» **RECORD SET**:
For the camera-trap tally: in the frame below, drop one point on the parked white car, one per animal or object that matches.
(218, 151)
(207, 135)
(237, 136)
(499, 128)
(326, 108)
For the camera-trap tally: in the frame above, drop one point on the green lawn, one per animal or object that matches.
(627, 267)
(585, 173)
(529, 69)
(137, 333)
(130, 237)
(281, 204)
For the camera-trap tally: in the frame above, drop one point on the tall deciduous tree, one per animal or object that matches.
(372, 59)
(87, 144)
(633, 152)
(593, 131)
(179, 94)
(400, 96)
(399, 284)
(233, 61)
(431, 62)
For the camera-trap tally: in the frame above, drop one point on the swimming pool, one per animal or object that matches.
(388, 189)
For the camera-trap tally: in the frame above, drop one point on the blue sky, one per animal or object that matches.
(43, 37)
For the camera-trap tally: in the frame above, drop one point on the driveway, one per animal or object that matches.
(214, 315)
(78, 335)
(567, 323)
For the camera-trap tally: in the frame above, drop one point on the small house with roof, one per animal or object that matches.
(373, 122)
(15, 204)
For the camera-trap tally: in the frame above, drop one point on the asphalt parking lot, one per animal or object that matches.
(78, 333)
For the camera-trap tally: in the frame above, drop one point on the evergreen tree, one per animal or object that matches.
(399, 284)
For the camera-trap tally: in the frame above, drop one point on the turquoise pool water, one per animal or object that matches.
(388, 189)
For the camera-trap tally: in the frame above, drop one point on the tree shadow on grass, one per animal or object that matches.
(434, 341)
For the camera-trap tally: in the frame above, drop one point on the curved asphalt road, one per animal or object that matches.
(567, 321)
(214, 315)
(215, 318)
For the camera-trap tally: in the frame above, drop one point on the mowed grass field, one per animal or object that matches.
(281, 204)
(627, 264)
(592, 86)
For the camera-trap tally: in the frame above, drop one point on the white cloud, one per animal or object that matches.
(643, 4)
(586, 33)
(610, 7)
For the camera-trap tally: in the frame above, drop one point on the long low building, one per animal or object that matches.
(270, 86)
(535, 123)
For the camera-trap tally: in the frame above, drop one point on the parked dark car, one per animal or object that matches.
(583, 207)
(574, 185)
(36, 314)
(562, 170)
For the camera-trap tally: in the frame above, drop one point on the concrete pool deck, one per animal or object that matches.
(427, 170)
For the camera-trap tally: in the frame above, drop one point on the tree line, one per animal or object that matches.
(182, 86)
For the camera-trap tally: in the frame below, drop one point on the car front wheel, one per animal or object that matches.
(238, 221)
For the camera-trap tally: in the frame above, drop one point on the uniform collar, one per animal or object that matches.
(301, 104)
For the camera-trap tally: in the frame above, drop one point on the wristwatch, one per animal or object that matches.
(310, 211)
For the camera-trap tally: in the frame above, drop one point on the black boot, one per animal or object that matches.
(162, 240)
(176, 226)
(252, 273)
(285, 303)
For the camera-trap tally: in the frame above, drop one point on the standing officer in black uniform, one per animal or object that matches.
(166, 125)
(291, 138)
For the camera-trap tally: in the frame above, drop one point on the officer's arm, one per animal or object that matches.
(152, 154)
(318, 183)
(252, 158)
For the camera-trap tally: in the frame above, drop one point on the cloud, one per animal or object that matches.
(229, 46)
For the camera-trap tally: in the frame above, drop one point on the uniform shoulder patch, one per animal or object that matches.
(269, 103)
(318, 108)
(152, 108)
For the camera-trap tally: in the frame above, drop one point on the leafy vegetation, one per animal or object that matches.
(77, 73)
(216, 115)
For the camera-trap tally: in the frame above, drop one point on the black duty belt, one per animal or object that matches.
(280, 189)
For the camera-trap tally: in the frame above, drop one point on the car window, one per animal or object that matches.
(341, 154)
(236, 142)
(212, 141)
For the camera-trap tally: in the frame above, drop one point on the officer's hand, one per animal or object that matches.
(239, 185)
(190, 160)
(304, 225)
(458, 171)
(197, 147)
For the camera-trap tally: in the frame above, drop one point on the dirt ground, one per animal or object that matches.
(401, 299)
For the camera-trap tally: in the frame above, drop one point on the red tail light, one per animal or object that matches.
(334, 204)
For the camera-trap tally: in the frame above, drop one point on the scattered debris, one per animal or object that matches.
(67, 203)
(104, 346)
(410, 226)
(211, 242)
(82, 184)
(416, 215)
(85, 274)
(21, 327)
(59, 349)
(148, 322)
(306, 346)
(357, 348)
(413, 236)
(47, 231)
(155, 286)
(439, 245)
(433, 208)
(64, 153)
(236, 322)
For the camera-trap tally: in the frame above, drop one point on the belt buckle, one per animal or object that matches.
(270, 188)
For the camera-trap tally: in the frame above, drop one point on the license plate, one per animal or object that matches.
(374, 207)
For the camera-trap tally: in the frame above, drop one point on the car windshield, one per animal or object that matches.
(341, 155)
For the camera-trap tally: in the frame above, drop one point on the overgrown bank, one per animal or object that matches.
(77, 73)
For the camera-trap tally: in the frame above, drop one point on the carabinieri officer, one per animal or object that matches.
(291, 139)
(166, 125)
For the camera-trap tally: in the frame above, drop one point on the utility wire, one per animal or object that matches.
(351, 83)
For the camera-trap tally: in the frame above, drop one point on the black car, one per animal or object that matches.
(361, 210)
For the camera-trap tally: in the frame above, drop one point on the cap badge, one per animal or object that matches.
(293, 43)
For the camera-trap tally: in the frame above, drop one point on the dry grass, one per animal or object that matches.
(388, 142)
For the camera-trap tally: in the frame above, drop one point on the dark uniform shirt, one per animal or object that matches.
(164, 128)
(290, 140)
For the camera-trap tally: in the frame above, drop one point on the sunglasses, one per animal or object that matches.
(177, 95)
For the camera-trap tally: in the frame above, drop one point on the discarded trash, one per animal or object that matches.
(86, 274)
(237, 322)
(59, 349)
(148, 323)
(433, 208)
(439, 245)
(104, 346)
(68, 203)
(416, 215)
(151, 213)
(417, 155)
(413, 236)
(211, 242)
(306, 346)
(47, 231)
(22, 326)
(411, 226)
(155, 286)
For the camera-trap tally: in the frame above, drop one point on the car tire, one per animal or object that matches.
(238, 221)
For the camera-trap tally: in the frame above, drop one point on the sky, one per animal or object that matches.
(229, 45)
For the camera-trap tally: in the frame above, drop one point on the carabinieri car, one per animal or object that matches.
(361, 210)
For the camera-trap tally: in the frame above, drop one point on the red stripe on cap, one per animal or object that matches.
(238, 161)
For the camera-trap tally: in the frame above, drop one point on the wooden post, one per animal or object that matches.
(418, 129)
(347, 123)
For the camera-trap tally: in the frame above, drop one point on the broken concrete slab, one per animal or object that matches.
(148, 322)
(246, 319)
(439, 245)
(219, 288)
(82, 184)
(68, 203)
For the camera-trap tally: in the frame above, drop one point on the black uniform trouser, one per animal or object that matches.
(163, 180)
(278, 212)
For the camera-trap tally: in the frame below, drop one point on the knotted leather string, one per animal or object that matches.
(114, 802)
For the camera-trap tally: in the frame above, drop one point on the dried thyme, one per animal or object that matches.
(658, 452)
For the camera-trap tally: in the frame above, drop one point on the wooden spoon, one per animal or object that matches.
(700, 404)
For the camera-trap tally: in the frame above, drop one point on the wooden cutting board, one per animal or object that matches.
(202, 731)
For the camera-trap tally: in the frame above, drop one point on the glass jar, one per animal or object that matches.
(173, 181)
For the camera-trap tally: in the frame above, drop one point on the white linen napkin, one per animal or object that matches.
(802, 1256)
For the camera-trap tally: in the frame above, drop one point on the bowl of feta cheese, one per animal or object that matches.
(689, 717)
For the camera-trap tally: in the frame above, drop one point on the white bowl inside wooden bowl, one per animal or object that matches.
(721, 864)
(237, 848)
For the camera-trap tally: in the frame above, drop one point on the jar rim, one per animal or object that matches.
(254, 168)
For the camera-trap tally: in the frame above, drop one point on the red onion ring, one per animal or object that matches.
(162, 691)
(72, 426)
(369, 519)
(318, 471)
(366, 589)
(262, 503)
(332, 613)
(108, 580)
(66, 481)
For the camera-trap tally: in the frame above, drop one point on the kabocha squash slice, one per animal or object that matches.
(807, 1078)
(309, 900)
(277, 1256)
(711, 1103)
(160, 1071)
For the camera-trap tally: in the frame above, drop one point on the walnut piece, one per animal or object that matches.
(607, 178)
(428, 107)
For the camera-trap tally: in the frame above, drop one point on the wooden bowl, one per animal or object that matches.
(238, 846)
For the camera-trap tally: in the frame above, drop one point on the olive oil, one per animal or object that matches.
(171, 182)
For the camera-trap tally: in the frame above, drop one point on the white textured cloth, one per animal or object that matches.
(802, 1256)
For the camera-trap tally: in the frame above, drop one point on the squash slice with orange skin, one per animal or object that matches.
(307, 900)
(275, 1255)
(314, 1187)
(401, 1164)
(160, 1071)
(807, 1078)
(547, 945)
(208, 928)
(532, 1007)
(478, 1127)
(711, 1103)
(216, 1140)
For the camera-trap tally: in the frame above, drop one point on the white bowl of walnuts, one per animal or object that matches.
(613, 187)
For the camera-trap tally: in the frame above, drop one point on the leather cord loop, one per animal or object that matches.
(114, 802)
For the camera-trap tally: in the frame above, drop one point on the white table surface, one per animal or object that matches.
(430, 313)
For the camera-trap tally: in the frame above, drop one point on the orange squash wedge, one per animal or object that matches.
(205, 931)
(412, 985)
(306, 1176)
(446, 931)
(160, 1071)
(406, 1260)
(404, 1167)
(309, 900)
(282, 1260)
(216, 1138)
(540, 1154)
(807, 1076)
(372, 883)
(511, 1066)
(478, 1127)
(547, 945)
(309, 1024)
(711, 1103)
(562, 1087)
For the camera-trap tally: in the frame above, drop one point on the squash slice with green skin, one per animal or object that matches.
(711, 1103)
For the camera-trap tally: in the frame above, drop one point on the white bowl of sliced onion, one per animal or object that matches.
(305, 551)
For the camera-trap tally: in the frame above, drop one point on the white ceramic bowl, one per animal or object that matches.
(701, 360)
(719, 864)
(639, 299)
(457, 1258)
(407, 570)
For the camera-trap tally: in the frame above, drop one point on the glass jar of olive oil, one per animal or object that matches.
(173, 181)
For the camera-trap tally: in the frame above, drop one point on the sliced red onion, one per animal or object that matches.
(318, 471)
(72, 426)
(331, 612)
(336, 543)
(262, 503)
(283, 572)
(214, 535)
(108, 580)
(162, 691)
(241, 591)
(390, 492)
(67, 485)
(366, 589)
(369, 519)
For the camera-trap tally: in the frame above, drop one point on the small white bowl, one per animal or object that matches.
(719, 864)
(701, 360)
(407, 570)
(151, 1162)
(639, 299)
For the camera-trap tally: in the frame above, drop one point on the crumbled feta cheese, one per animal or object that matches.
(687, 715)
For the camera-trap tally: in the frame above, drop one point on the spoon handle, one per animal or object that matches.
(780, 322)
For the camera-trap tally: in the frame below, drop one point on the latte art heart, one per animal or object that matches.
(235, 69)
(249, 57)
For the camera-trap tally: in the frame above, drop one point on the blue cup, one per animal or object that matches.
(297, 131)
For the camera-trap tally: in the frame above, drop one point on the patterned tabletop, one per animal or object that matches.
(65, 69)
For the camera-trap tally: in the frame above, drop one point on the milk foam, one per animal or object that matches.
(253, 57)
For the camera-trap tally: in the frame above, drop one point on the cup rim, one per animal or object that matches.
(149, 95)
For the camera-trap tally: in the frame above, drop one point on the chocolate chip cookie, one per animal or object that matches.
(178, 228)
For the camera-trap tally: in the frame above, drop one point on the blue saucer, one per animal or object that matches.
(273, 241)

» **WHAT THE TASK REQUIRES**:
Write out the lines exactly, starting with the one that contains "cookie, one per animal or object that matches." and running through the last line above, both included.

» **COMPLETE RESPONSE**:
For the camera-trap tally: in the frame above, drop one point on the chocolate chip cookie, one per animal or object that matches.
(178, 228)
For the camera-trap tally: in the frame above, drop one point on the blue saucer, one per animal or object that matches.
(273, 241)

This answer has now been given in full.